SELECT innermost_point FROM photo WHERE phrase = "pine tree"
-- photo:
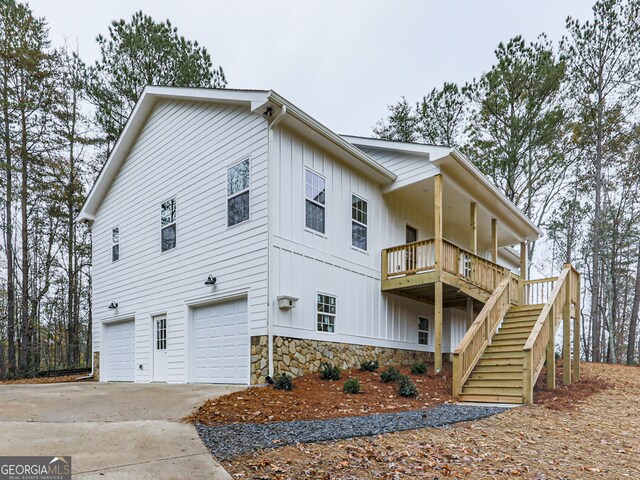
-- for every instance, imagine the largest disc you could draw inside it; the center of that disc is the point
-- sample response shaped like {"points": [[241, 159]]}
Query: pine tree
{"points": [[139, 53]]}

Exercise requirements = Each line in the listing that contains "photo" should be returned.

Output below =
SELECT innermost_point FROM photo WHERE phrase = "pine tree"
-- photo:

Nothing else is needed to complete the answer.